▶ [Exercise task]: Pick out every line in the entries below that contains the word "each", and copy those lines. Match case exactly.

___ Records for the task ___

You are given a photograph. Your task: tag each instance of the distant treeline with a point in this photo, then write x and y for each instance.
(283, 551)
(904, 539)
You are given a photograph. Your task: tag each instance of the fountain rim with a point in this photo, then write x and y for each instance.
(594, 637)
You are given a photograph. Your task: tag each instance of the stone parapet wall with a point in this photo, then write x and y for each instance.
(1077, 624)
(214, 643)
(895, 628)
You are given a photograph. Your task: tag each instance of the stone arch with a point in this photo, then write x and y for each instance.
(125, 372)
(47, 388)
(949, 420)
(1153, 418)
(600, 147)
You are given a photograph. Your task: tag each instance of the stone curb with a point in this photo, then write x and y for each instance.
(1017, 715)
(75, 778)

___
___ Records for the task ___

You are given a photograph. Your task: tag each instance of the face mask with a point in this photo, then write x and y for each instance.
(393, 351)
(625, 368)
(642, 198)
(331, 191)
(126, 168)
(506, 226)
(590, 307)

___

▶ [Task output]:
You are given a photograph. Your task: tag each instance of the distant treeline with a point in this photo, then write x and y for each instance.
You are given a photograph. Your task: tag each instance of the fountain rim with a point in this photo, then write x and y for each instance.
You are given a photograph. Your task: tag each instance of the stone parapet wall with a point in this photo, then write x and y for each instance.
You are given a photograph. Your task: tag each instance of the stone arch with a point in this photo, then write x and y for each instance.
You are given a photograph. Your task: tag each instance of the stone curb with a point in this photo, then write x and y for each instance.
You are given a photograph. Your task: tag each instance of the face mask with a point in this photo, then write x and y for each instance.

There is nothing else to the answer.